→ DIRECTIONS FOR THIS TASK: Whenever a picture appears in the data, skip it and write out all other material exactly.

------------

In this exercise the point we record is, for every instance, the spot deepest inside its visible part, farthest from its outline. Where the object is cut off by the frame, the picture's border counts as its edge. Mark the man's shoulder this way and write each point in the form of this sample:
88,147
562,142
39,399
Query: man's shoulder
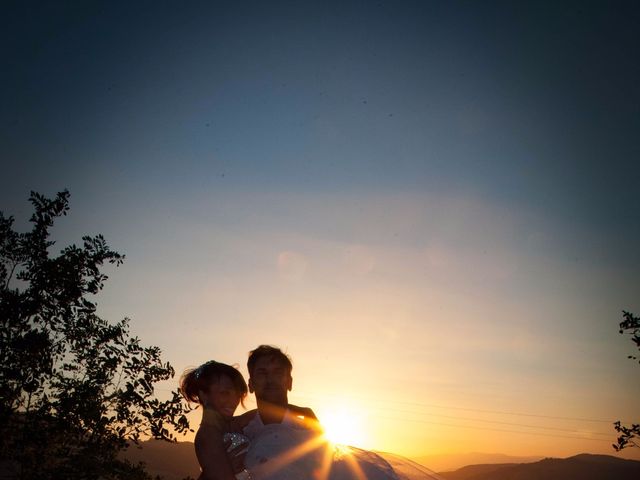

------------

→ WRITTEN ANSWER:
In this exercise the point we record is, for every instance, the spot deepest inside its visible part, farthest from its outline. Where the object is cut off by the frame, the picture's border counts as its edge. Mark the man's shoulder this way and write each point in the form of this sample:
88,147
562,142
39,399
Query: man's shoulder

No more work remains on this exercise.